### EXERCISE PROMPT
Can you recast every line of the items below as a JSON list of strings, one string per line, with blank lines and the pictures left out?

### SUPPLIED MATERIAL
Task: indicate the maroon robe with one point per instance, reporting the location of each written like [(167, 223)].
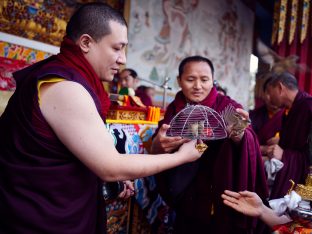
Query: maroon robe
[(294, 141), (44, 188), (194, 189), (264, 126)]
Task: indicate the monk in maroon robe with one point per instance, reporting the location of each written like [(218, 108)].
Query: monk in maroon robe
[(293, 147), (194, 190), (266, 123), (55, 150)]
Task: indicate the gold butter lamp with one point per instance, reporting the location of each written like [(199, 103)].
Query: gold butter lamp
[(303, 215)]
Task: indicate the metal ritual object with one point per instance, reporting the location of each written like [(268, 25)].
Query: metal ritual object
[(198, 122), (303, 215), (234, 120)]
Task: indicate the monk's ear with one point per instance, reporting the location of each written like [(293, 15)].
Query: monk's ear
[(280, 87), (179, 80), (84, 42)]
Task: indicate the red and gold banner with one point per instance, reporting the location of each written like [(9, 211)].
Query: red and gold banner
[(282, 21), (275, 21), (293, 21), (305, 20)]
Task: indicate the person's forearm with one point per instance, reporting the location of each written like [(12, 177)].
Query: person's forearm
[(271, 219), (138, 165)]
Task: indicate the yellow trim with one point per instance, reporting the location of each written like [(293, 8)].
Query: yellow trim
[(130, 121), (47, 80)]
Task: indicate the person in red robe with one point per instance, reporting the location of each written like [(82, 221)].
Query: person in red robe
[(194, 190), (55, 151), (266, 121), (293, 146)]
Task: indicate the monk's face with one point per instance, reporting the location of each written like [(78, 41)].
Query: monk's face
[(108, 54), (126, 80), (274, 96), (196, 81)]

### ANSWER TO THIS PROBLEM
[
  "Task: indicate the maroon robe with one point per instance, reporting the location of each written like [(167, 223)].",
  "Query: maroon robe",
  "[(294, 141), (44, 188), (194, 189), (264, 126)]",
  "Task: indicate the monk in maroon robe with one point per instance, reporting the location of each written like [(218, 108)].",
  "Query: monk in maroon robe",
  "[(293, 147), (194, 190), (266, 123), (55, 150)]",
  "Task: indicate the gold butter lamp with one point per instance, reporting the location of each written like [(199, 103)].",
  "Query: gold butter lamp",
  "[(303, 215)]",
  "Task: indicate the metal ritual object with one point per instance, reporting the location of each written like [(268, 25)].",
  "Query: metal ritual object",
  "[(198, 122), (303, 215), (234, 120)]",
  "Task: indicate the monk's ear with one point per instance, reporting the location of each written like [(293, 15)].",
  "Query: monk's ear",
  "[(280, 87), (179, 80), (84, 42)]",
  "Task: indicate the red and gold banner with one point per instance, reporting the location of each written like [(9, 211)].",
  "Query: red and gold banner",
  "[(282, 21), (275, 21), (293, 21), (305, 20)]",
  "Task: indicate the person's forearm with one point per instance, reporting the location of each written like [(12, 177)].",
  "Query: person's forearm",
  "[(271, 219), (138, 165)]",
  "Task: indicate the yellow trim with one point per instance, reporting the location of each written like [(293, 8)].",
  "Query: yellow trim",
  "[(130, 121), (47, 80)]",
  "Task: indicate the person in red robe with one point per instance, reporting the location of each written like [(82, 221)].",
  "Query: person in red robe",
  "[(194, 190), (55, 151), (266, 121), (293, 146)]",
  "Task: indicate the monk's face with one point per instance, reporting the location of each written like [(78, 41)].",
  "Query: monk's face",
  "[(108, 54), (126, 80), (274, 96), (196, 81)]"
]